**EXTRAIT DU TEXTE**

Dans le Rwanda de Juvénal Habyarimana, l’appartenance ethnique de chaque citoyen est inscrite sur la carte d’identité. Et quand bien même elle ne le serait pas, lorsque celle-ci n’est pas connue du voisinage elle est censée se deviner au faciès, en vertu de certitudes anthropologiques inscrites dans les grimoires de la fin du XIXe siècle. Le teint clair, un nez fin, une taille élancée sont autant de caractéristique censées désigner l’ethnie maudite – présumée d’ascendance « nilo-hamitique » – face au peuple « bantou » originel que les Hutu incarneraient.

Doté d’une doctrine progressiste et panafricaniste, le FPR est composé d’exilés dont la grande majorité sont tutsi. Persécutés depuis la veille de l’indépendance, à la fin des années 1950, après avoir été d’abord idéalisés et favorisés par les colonisateurs allemands puis belges, ils ont dû fuir par vagues successives vers les pays limitrophes et, pour certains, vers l’Europe, l’Amérique du Nord ou d’autres pays africains plus lointains. Au point de constituer, à la fin des années 1980, le plus important contingent recensé par le Haut-Commissariat des Nations unies pour les réfugiés (HCR).

« Vous voulez dire qu’il y a eu un génocide qui s’est subitement arrêté avec la victoire des Tutsi ? Eh bien, moi aussi, je m’interroge ». François Mitterrand, Sommet franco-africain de Biarritz, le 9 novembre 1994

Ce 9 novembre 1994, parmi les journalistes qui assistent à la conférence de presse de François Mitterrand à Biarritz, Patrick de Saint-Exupéry, grand reporter au Figaro, met le doigt sur les ambiguïtés de la France au « Pays des mille collines ». « Y a-t-il eu « un » ou « des » génocide(s) au Rwanda au printemps 1994 ? » demande-t-il à François Mitterrand. Dans la version écrite du discours présidentiel, distribuée la veille à la presse, le président français faisait en effet état des « génocides », au pluriel, accréditant la thèse plus que problématique d’un « double génocide » qui renverrait dos à dos le régime des extrémistes hutu, qui a supervisé l’extermination méthodique des Tutsi, et les victimes tombées sous les balles des rebelles qui ont mis un terme à celle-ci dans le cadre d’un conflit militaire face aux tueurs.

Enregistrements d'un jeu de données d'annotation par points:
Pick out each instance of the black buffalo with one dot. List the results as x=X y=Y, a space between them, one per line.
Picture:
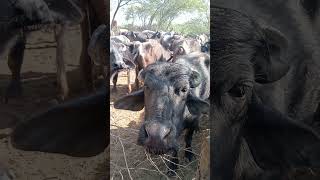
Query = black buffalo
x=174 y=97
x=76 y=128
x=265 y=90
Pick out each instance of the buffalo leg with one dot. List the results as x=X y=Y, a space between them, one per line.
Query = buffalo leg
x=61 y=70
x=129 y=81
x=173 y=164
x=85 y=63
x=114 y=81
x=15 y=60
x=188 y=139
x=137 y=80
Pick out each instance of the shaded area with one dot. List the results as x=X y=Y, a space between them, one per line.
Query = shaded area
x=40 y=92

**EXERCICE ÉCRIT 1**
Mettez dans un tableau Markdown les lignes des enregistrements, en commençant à celle qui contient « Pick out each instance of the shaded » et en terminant à la fin des enregistrements. Utilisez les colonnes « Rang » et « Contenu » et omettez les lignes vides.
**EXERCICE ÉCRIT 2**
Rédigez la suite du texte sur le génocide des Tutsi au Rwanda, à partir de sa dernière phrase.

**RÉPONSE CORRECTE 1**
| Rang | Contenu |
|---|---|
| 1 | Pick out each instance of the shaded area with one dot. List the results as x=X y=Y, a space between them, one per line. |
| 2 | Query = shaded area |
| 3 | x=40 y=92 |

**RÉPONSE CORRECTE 2**
Mais oralement, poursuit le journaliste, François Mitterrand a parlé du « génocide », au singulier. « Par écrit, c’était au pluriel ; et oralement, c’était au singulier. Ce sont les mystères de l’éloquence », élude, d’une pirouette, le chef de l’État français, empêtré dans les contradictions d’une politique jusqu’au-boutiste à propos de laquelle il doit désormais rendre des comptes. « Vous voulez dire qu’il y a eu un génocide qui s’est subitement arrêté avec la victoire des Tutsi ? », se reprend-il aussitôt, comme piqué au vif par cette question déplaisante, laissant ainsi entendre que le génocide n’aurait pas seulement été le fait des extrémistes hutu. « Eh bien, moi aussi, je m’interroge », conclut-il, comme perdu dans ses pensées.

Chirac et Hollande : des relations très limitées avec Kagame

Le président socialiste décédera quinze mois plus tard, en février 1996. Depuis, son fantôme n’a cessé de hanter les couloirs de l’histoire du génocide perpétré contre les Tutsi, dont un chapitre problématique, relatif au rôle joué par la France, accouche à intervalles réguliers de mélodrames diplomatiques entre Paris et Kigali. Une question cruciale, jamais formellement élucidée, alimente en effet la controverse entre historiens, chercheurs indépendants, responsables politiques, journalistes et représentants des rescapés, rythmant la relation chaotique qu’entretiennent les deux États depuis trente ans. Son implication militaire et diplomatique aux côtés du régime Habyarimana, de 1990 à 1993, puis sa connivence plus discrète mais multiforme avec le « gouvernement intérimaire rwandais » (GIR) qui a supervisé le génocide d’avril à juillet 1994 étant l’une et l’autre avérées, la France peut-elle être accusée de « complicité » dans le cadre du génocide perpétré contre les Tutsi ?

La responsabilité pénale étant individuelle, la condamnation d’une poignée de militaires français impliqués dans l’opération Turquoise – jusqu’ici loin d’être acquise, la perspective d’un procès semblant de moins en moins vraisemblable – suffirait-elle pour autant à accoler au rôle de la France au Rwanda cette étiquette infamante ? En l’espace de trois décennies, plusieurs commissions d’enquête se sont penchées sur cette question, en France comme au Rwanda. Des livres, des reportages, des documentaires, des milliers d’articles de presse à travers le monde ont nourri ce débat qui ulcère aussi bien les décideurs français qu’un quarteron de généraux en retraite, eux-mêmes issus pour la plupart de régiments dont les principaux faits d’armes remontent à l’épopée coloniale.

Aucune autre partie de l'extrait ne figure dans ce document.